#### Excerpted text ####
Michael Bennet ends 2020 presidential campaign
Colorado Sen. Michael Bennet ended his 2020 presidential campaign on Tuesday in a speech to supporters in New Hampshire.
“I think it’s fitting for us to end the campaign tonight,” Bennet told a crowd in Concord.
He continued: “I really want to say that I appreciate the fact that you gave me a chance here, and you’re giving all the other candidates a chance. I wish all those candidates well that are going beyond New Hampshire.”
Bennet said he would support the Democratic nominee for president, and said, “I am going to do absolutely everything I can do as one human being to make sure that Donald Trump is a one-term president.”
“It’s not just about who’s in the White House,” Bennet continued. “We’ve got to win a majority in the Senate and I will campaign all over this country to make sure we win that majority in United States Senate.”
Bennet’s candidacy sputtered from the outset, with the Colorado senator failing to qualify for the majority of Democratic debates. But the Democrat stuck in the race long after his momentum stalled, turning his operation almost entirely to New Hampshire as it became clear he did not have a path to victory in Iowa.
####
◆ **Exercise A**
Rewrite the article on Bennet ending his campaign from "Michael Bennet ends" up to and including "in New Hampshire.", changing "supporters" to "backers".
◆ **Exercise B**
In the article on Bennet ending his campaign, in which city did he tell a crowd it was fitting to end the campaign that night?
◆ **Exercise C**
Continue the article on Bennet ending his presidential campaign from where it stops.
#### Data shown ####
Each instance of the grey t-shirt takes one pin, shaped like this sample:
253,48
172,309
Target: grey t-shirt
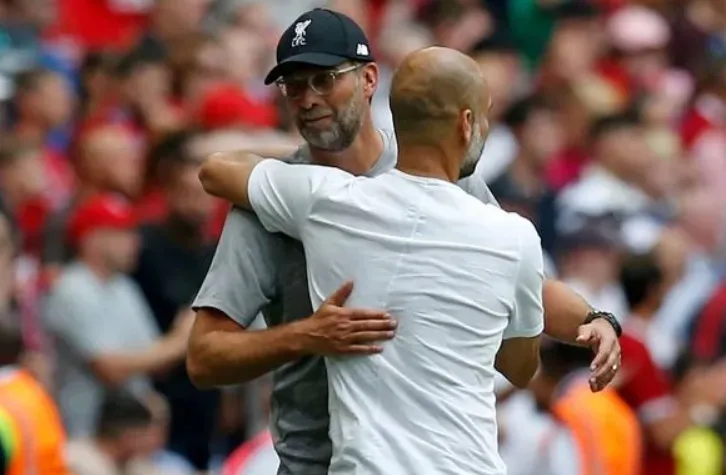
255,271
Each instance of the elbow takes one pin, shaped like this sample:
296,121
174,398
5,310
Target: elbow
198,370
210,170
206,174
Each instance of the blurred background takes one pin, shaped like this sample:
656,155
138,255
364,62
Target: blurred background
608,132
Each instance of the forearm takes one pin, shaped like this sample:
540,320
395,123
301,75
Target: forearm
565,311
221,358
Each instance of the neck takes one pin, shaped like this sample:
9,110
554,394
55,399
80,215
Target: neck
526,175
357,159
426,161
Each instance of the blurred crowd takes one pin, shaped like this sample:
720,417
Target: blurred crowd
608,131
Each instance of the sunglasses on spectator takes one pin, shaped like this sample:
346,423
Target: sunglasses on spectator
321,83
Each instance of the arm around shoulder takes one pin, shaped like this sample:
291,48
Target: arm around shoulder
518,357
222,353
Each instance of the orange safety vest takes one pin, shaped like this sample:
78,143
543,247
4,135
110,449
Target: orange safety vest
605,429
42,441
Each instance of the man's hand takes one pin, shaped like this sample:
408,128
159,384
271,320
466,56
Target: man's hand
600,336
336,330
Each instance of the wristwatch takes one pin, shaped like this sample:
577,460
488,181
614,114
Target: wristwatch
607,316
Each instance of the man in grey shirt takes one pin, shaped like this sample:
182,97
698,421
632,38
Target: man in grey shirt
328,76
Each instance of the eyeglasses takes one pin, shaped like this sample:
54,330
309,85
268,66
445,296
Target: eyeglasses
321,83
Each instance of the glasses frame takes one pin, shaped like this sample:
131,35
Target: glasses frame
334,74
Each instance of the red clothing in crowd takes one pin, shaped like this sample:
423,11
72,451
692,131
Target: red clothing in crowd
708,113
103,24
647,391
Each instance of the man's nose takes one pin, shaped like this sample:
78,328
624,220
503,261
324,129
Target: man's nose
309,99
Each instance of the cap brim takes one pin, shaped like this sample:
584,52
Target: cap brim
323,60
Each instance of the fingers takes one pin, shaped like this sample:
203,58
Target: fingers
358,314
605,372
602,351
370,337
373,325
340,296
362,350
584,335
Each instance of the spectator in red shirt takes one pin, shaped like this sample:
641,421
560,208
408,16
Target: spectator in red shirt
107,160
44,102
643,385
23,181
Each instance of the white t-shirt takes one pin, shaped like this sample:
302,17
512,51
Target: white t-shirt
457,274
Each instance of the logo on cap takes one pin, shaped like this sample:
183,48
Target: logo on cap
300,31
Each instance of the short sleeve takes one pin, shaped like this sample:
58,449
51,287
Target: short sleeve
243,275
527,319
282,194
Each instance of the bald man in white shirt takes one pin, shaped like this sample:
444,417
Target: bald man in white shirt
463,279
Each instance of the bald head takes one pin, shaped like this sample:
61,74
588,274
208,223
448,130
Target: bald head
431,91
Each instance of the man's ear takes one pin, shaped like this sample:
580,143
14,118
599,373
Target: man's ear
466,124
370,74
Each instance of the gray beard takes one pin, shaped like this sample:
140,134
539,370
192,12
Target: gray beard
476,148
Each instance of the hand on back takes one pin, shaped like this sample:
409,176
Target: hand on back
337,330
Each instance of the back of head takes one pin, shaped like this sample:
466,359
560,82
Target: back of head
11,341
430,90
121,412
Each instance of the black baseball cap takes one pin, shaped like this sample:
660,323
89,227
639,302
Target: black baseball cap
322,38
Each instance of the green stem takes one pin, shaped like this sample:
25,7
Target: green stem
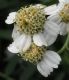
5,76
64,46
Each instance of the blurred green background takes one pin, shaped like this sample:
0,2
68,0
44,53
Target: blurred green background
11,66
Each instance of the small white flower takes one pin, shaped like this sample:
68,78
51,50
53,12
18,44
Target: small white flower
50,60
45,60
31,26
61,16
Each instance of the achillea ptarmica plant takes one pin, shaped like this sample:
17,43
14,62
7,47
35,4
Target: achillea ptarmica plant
32,33
61,16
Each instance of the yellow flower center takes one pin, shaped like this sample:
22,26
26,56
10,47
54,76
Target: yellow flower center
30,19
34,54
64,13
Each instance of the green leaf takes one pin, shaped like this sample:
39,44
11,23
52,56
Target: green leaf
5,34
11,65
48,2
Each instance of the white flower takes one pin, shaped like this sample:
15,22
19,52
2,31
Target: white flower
28,28
45,60
50,60
61,16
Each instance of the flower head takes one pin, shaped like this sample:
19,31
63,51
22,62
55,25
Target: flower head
31,25
32,33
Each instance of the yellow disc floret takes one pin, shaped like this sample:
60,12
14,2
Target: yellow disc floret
30,19
64,13
34,54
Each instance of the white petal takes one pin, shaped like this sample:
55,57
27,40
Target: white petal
9,21
39,39
51,32
63,28
15,33
51,9
10,18
52,27
46,65
55,18
53,56
12,48
44,69
23,42
27,44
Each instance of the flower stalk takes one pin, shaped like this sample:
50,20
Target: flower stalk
65,46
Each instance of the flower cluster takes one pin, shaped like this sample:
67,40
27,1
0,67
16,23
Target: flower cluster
35,28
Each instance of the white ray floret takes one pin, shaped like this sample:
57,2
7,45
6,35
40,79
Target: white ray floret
50,61
33,27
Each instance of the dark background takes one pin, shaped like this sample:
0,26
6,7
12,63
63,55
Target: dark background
11,66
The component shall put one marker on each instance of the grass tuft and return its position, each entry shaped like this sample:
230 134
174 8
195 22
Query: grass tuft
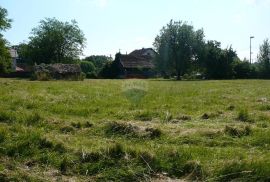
238 132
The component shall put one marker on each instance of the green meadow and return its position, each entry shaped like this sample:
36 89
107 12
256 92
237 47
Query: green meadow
134 130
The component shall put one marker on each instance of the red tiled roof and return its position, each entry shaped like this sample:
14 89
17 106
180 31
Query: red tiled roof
141 52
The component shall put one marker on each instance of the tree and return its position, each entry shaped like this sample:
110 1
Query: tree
54 41
243 69
89 69
177 46
264 59
5 59
216 62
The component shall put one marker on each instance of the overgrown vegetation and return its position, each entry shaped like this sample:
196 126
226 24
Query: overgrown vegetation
90 131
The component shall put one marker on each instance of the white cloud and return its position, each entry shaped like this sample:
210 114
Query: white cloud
239 18
258 2
101 3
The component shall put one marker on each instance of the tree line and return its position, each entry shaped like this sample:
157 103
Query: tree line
182 51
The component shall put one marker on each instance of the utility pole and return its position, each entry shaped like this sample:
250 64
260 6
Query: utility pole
251 37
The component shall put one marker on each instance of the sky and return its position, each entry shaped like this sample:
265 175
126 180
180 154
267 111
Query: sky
126 25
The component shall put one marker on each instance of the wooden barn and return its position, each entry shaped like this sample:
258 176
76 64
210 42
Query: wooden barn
137 64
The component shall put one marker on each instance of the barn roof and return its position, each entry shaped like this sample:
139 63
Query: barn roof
141 52
130 61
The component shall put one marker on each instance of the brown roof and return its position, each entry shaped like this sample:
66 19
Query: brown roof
130 61
142 52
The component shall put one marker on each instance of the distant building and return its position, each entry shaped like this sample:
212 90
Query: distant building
137 64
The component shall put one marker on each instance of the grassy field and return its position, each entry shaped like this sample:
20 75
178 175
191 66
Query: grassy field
134 130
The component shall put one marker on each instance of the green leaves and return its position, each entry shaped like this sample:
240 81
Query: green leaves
54 41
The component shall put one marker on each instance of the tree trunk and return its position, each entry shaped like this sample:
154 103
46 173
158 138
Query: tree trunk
178 75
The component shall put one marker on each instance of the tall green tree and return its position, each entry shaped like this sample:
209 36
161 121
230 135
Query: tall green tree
178 45
54 41
217 63
264 59
5 59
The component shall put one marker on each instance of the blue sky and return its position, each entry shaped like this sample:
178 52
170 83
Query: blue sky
110 25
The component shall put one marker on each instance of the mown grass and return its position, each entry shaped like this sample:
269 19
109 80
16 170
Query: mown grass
134 130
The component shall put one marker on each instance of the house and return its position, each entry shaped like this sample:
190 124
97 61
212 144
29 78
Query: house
137 64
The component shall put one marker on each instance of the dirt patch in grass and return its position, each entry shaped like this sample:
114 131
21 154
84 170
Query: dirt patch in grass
238 131
131 130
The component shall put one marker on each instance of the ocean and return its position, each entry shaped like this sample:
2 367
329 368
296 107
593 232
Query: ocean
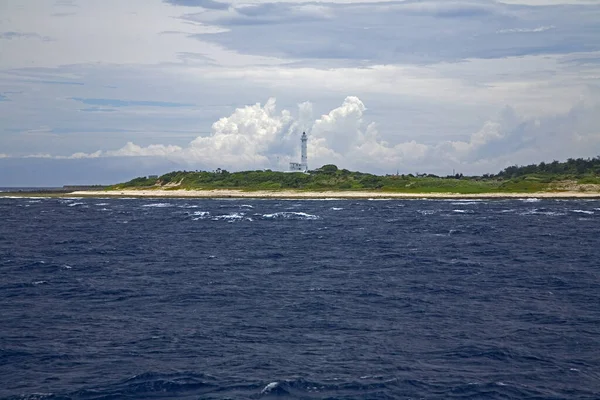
####
◆ **Answer area A**
Michael Bennet ends 2020 presidential campaign
Colorado Sen. Michael Bennet ended his 2020 presidential campaign on Tuesday in a speech to backers in New Hampshire.

◆ **Answer area B**
Concord

◆ **Answer area C**
Bennet, the seventh member of the United States Senate to run for president this cycle, looked to set himself apart as a candidate with the ability to win narrow races, something he did in his first Senate race in 2010, and his ability to work with Republicans.
The senator regularly attacked the left wing of the Democratic Party, publicly worrying that moving the party too far to the left would not only help Trump but hurt Democratic efforts to win over voters who stayed home in 2016.
“I think right now the Democratic Party doesn’t stand for very much at the national level with respect to what the American people think,” he said when he announced his bid. “But this is an opportunity to show what we stand for, for us to have a competition of ideas. I think it is phenomenal we have got as diverse an array of candidates as we have in all respects and that we got the number that we have. A process like this is long overdue in the Democratic Party.”
But the Democratic electorate showed little interest in that pitch, despite the fact that Bennet raised questions about “Medicare for All” before they became the centerpiece of attacks on the sweeping health care policy by other moderate candidates.
“I’m concerned about that bill,” he told CNN in early 2019, noting he worries the bill would do to employer-backed insurance plans that most Americans have. “I don’t think that is a good starting point.”
Bennet, near the end of his campaign, was barely registering in state or national polls, but he continued campaigning with a particular focus on New Hampshire, where the candidate pledged to hold 50 townhalls before the February primary.
Bennet entered the race in early April. The senator had intended to get in earlier but delayed his announcement after he was diagnosed with prostate cancer and subsequently given a clean bill of health.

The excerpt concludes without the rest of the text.